Exercise tasks:
1) Return the passage of the newspaper review from "The Daily Mail" up to and including "crop with them.", copied word for word.
2) In the newspaper review, how many new homes does Jeremy Hunt say his 'Right To Own' plan would build over the next 10 years?

(Selected excerpt begins)

Newspaper headlines: Johnson's 'great' Brexit vow amid campaign 'scandal'
Boris Johnson makes a fresh appeal to Conservative party members, on the front page of the Daily Telegraph.
In an interview with the paper, he says he will make Britain "the greatest place on Earth" if he becomes prime minister.
The Telegraph's leader column offers a full-throated endorsement of its star columnist for the top job. "Mr Johnson is Mr Brexit," the paper says - adding that he deserves a chance to realise his lifelong ambition of liberating Britain from the European Union, and restoring its faith in itself.
The Daily Mirror reports that Mr Johnson's leadership campaign has been give money by a "super-rich" family, whose property development he approved in one of his last acts as mayor of London.
The paper says the scheme was labelled unacceptable at the time, because it didn't include any social housing.
At the time, a spokesperson for Mr Johnson said the development at Millbank Tower "secures the future of a Grade II listed building" of "historical significance."
The Sun says Jeremy Hunt wants to change the law so councils and the watchdog Homes England can buy up cheap land - with the aim of building more affordable homes for young people.
Writing in the paper, Mr Hunt says the plan - called 'Right To Own' - would result in the construction of 1.5 million new homes built over the next 10 years.
The Sun's editorial says Mr Hunt has some good ideas and deserves a job in cabinet if he loses the election.
The Daily Mail leads on the discovery of a sprawling cannabis factory inside a disused police station near Oldham.
When officers raided the building they reportedly found the culprits had fled just hours before, taking the lucrative crop with them.
Campaigners tell the paper it is a humiliation for Greater Manchester Police. The Mail says it's the most shocking and powerful symbol yet of what it calls "our surrender" in the war on drugs.
An investigation by the Times has found that landlords are making millions of pounds by housing children and vulnerable adults in tiny bedsits, squeezed into converted office blocks.
They've been exploiting a loophole in planning law that means there's no minimum size requirement, according to the paper. Some costing £800 a month are said to be barely bigger than a parking space.
Experts tell The Times it is a shameful way to house people in the 21st Century - and that developers are creating the "slums of the future".
The Guardian reports that thousands of pupils and teachers are potentially at risk from asbestos after nearly 700 schools in England failed to show they were managing the substance in line with regulations.
They're to be referred to the Health and Safety Executive for investigation, according to the results of a Freedom of Information request by the paper. Union figures tell the Guardian it's shocking indictment of the current systems of oversight.
The Financial Times leads on yesterday's seizure of an Iranian oil tanker by British commandos off Gibraltar - saying it could complicate efforts by the UK France and Germany to save the Iran nuclear deal.

(Selected excerpt ends)
(Material provided begins)

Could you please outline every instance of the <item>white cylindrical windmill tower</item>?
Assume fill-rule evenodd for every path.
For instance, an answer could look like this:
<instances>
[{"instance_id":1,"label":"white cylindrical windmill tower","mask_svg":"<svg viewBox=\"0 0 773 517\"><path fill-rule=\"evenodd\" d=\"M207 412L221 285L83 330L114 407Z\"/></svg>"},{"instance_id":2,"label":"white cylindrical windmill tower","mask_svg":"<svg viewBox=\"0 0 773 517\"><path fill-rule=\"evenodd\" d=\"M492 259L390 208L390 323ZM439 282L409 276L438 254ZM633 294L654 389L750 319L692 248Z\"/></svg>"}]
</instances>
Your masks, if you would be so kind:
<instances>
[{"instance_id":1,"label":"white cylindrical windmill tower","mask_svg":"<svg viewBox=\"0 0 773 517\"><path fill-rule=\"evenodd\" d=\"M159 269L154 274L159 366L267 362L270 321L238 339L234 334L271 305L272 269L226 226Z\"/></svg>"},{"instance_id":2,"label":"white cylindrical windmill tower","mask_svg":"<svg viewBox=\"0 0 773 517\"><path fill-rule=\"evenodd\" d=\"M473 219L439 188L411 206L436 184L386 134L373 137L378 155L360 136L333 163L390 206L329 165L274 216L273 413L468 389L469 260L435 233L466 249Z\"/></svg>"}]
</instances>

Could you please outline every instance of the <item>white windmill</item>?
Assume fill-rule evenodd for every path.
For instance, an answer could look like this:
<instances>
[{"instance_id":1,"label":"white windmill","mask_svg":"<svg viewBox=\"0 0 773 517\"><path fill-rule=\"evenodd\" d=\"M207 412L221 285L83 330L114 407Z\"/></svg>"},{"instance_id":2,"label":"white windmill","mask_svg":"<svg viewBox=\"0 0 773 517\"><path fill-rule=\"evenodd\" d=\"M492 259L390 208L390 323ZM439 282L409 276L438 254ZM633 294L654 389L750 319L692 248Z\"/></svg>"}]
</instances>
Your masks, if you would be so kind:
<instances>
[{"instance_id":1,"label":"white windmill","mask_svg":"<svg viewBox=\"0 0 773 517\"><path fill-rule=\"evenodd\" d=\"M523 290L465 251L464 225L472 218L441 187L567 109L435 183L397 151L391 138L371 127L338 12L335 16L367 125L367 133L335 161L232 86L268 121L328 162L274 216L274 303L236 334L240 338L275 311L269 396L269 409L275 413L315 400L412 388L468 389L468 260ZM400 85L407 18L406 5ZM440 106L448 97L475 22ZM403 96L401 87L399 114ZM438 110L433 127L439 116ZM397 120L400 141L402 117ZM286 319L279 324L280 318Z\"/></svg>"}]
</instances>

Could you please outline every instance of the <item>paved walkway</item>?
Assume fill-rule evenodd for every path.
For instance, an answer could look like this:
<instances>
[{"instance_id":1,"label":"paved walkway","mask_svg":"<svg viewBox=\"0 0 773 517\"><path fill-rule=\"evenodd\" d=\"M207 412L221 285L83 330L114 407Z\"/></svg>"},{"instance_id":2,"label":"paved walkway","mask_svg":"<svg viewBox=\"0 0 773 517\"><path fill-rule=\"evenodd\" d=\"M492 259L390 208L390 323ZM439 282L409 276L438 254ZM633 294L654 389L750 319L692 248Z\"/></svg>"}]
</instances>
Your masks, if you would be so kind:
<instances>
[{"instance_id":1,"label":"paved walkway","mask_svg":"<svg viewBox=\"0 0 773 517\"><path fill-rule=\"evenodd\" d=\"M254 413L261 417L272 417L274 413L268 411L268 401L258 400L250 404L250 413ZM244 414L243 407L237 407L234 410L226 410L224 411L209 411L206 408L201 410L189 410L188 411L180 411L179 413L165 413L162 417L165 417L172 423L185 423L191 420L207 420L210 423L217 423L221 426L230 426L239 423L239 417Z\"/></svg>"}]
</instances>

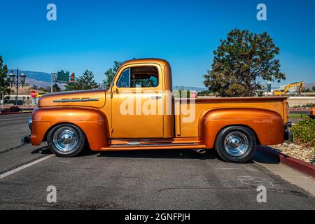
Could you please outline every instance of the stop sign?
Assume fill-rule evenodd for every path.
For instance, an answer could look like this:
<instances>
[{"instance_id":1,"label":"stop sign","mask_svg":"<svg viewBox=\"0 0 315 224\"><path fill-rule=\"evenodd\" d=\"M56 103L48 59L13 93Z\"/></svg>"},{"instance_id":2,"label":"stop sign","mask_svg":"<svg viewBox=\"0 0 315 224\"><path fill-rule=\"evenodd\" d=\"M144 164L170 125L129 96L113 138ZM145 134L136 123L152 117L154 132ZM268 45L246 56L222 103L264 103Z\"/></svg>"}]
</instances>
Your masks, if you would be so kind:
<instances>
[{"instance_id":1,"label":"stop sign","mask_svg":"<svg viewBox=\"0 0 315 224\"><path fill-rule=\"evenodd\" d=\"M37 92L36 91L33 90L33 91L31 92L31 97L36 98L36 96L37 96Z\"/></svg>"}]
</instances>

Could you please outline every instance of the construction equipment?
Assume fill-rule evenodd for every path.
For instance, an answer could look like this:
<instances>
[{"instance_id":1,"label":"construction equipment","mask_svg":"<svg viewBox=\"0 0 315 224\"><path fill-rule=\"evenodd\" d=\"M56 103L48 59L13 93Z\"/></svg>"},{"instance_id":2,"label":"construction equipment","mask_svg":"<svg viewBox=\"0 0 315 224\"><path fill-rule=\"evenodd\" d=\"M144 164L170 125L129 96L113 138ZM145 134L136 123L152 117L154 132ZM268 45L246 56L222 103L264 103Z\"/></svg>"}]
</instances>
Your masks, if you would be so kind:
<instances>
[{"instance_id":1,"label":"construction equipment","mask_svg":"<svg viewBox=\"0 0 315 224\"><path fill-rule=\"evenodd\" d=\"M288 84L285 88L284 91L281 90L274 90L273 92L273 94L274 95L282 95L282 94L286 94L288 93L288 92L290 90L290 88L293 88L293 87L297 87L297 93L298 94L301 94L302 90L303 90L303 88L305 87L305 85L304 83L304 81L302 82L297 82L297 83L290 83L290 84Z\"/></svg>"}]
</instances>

(Material provided ends)

List of solutions:
1)
The Daily Mail leads on the discovery of a sprawling cannabis factory inside a disused police station near Oldham.
When officers raided the building they reportedly found the culprits had fled just hours before, taking the lucrative crop with them.

2) 1.5 million new homes.